[Records from a data collection]
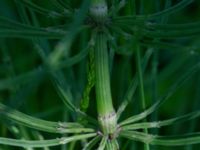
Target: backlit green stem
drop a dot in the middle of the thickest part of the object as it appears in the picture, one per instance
(106, 112)
(98, 10)
(141, 84)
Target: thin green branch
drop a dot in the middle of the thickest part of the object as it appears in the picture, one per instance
(44, 143)
(181, 140)
(170, 92)
(158, 124)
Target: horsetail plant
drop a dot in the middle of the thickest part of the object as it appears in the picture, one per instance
(112, 35)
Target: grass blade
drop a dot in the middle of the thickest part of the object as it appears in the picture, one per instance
(186, 139)
(43, 143)
(158, 124)
(92, 143)
(170, 92)
(39, 124)
(21, 79)
(132, 88)
(102, 145)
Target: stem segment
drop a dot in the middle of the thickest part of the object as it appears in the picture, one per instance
(99, 10)
(106, 112)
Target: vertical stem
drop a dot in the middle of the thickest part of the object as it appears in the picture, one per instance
(141, 85)
(106, 112)
(99, 10)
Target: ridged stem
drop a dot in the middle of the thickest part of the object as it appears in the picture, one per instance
(98, 10)
(107, 116)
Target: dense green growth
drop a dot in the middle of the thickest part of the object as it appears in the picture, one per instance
(99, 74)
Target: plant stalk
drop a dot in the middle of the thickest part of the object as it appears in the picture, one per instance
(98, 10)
(107, 116)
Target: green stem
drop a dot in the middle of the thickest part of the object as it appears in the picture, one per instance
(99, 10)
(141, 84)
(106, 112)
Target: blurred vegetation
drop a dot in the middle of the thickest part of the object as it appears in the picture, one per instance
(26, 87)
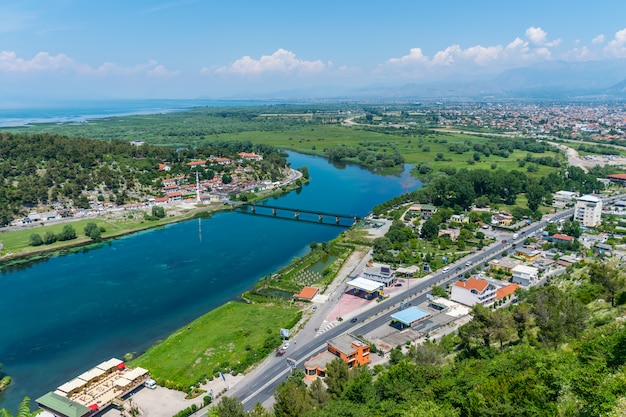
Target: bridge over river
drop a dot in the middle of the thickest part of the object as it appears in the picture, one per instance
(307, 215)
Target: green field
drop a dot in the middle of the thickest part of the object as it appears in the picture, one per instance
(232, 336)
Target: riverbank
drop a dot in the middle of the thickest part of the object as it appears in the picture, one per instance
(16, 247)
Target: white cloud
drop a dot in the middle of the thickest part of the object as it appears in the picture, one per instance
(43, 62)
(598, 40)
(539, 37)
(616, 48)
(280, 62)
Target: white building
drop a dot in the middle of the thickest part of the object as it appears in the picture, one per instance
(561, 199)
(473, 291)
(525, 275)
(588, 210)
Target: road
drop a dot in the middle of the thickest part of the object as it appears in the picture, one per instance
(259, 386)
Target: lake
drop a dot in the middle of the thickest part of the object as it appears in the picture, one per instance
(62, 316)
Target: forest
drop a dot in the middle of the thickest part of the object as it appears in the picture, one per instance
(553, 353)
(55, 170)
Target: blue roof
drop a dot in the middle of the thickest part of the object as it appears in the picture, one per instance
(410, 315)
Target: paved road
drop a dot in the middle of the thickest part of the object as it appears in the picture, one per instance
(261, 383)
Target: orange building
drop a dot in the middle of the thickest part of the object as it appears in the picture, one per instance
(350, 349)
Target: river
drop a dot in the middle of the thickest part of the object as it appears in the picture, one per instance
(62, 316)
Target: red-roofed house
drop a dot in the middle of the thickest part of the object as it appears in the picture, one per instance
(617, 178)
(197, 163)
(561, 238)
(307, 293)
(251, 155)
(473, 291)
(506, 291)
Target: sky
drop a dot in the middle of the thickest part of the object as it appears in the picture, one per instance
(101, 49)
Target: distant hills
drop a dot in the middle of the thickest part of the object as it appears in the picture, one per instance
(557, 80)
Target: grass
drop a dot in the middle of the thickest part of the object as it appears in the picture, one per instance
(219, 340)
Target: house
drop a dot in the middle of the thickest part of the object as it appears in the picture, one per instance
(459, 218)
(588, 210)
(502, 219)
(507, 290)
(251, 156)
(473, 291)
(504, 264)
(529, 255)
(617, 178)
(425, 210)
(561, 199)
(561, 238)
(351, 350)
(451, 234)
(306, 293)
(380, 273)
(525, 275)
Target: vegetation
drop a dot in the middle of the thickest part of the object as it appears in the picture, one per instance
(245, 333)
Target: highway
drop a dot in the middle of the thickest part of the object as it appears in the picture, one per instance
(260, 384)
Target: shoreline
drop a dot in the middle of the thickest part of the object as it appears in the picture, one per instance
(81, 241)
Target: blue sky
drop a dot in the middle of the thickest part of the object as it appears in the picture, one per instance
(218, 49)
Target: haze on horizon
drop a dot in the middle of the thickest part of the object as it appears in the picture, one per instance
(69, 49)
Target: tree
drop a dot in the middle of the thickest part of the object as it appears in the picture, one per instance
(292, 399)
(337, 375)
(318, 393)
(230, 407)
(35, 240)
(430, 229)
(609, 276)
(68, 233)
(23, 410)
(49, 238)
(158, 212)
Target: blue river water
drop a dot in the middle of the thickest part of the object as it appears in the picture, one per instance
(66, 314)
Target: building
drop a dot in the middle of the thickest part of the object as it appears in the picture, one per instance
(588, 210)
(525, 275)
(473, 291)
(529, 255)
(410, 316)
(617, 178)
(504, 264)
(93, 390)
(307, 293)
(561, 199)
(459, 218)
(380, 273)
(351, 350)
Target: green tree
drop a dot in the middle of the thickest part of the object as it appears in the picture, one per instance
(230, 407)
(609, 276)
(292, 399)
(158, 212)
(23, 410)
(35, 240)
(49, 238)
(68, 233)
(318, 393)
(430, 229)
(337, 376)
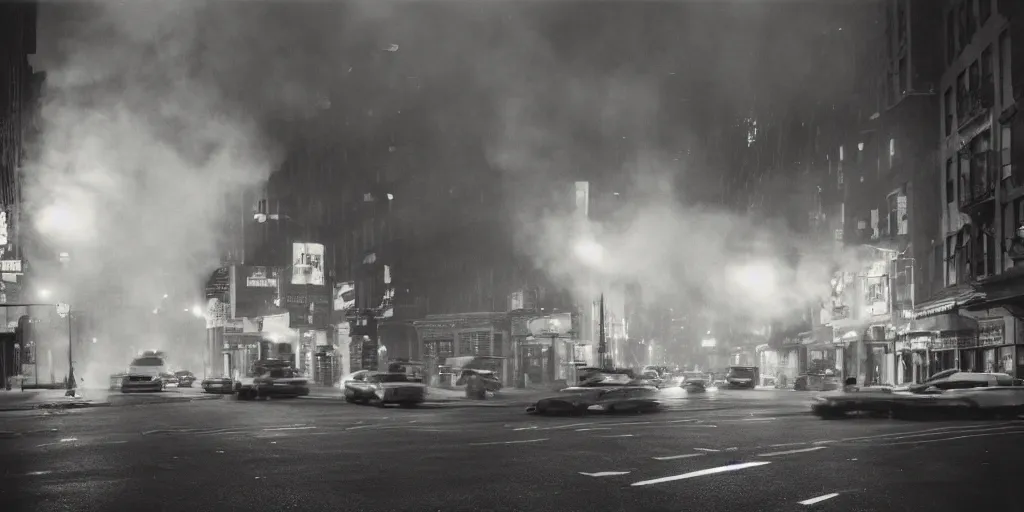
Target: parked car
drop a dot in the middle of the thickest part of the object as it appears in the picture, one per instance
(383, 388)
(275, 382)
(947, 393)
(601, 393)
(185, 378)
(144, 374)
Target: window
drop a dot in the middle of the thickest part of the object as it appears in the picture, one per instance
(950, 180)
(1006, 140)
(1006, 75)
(903, 78)
(950, 37)
(950, 260)
(950, 108)
(962, 88)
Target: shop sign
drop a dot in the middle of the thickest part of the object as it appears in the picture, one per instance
(555, 326)
(955, 341)
(991, 332)
(10, 266)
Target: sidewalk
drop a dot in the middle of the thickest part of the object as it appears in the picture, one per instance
(17, 399)
(505, 397)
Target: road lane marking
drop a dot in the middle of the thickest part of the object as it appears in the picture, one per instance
(988, 434)
(605, 473)
(819, 499)
(674, 457)
(702, 472)
(940, 430)
(932, 434)
(507, 442)
(791, 452)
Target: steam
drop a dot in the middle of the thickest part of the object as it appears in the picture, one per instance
(143, 135)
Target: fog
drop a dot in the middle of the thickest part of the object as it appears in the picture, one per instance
(152, 114)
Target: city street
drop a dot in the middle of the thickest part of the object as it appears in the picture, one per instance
(327, 455)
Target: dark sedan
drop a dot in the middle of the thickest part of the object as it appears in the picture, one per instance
(606, 393)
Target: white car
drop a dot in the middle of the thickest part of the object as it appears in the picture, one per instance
(145, 374)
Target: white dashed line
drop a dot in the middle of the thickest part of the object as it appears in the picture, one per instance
(791, 452)
(674, 457)
(702, 472)
(819, 499)
(605, 473)
(506, 442)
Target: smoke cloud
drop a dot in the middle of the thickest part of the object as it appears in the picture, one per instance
(153, 113)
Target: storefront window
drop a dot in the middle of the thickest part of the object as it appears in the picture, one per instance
(989, 357)
(1007, 359)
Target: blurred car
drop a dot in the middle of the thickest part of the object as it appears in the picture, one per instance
(950, 392)
(383, 388)
(697, 386)
(601, 393)
(185, 378)
(479, 382)
(170, 380)
(741, 377)
(279, 381)
(144, 374)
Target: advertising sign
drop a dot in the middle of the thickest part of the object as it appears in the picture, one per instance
(307, 264)
(261, 276)
(344, 296)
(555, 326)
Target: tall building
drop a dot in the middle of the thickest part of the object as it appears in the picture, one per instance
(974, 322)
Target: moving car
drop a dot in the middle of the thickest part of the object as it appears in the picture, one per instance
(950, 392)
(741, 377)
(383, 388)
(185, 378)
(144, 374)
(274, 379)
(696, 386)
(601, 393)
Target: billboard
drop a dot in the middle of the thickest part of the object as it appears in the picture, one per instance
(307, 264)
(344, 296)
(261, 276)
(555, 326)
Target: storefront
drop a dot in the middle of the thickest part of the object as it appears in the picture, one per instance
(911, 357)
(445, 337)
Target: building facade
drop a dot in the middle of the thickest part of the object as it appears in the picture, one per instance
(974, 323)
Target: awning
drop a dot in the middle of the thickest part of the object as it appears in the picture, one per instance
(941, 323)
(947, 300)
(999, 289)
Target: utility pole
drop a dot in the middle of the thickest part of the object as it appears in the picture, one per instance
(602, 347)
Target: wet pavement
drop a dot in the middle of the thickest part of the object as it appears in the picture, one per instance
(751, 452)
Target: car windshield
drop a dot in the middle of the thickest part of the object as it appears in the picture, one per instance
(389, 378)
(147, 361)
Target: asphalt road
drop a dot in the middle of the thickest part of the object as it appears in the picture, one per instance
(325, 455)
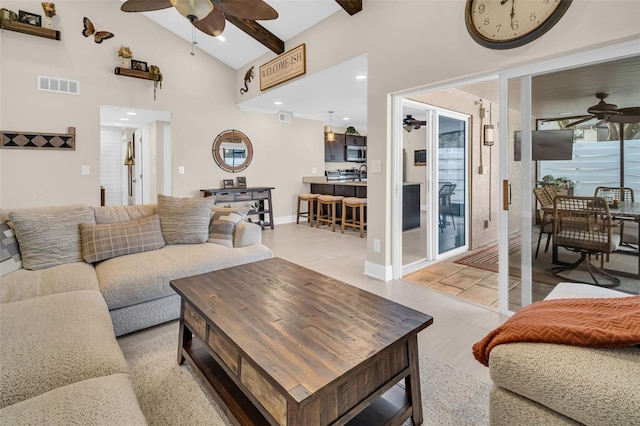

Aim of the task
Copy out, from the records above, every line that holds the string "cloud".

Answer to this exercise
Target: white cloud
Target: smoke cloud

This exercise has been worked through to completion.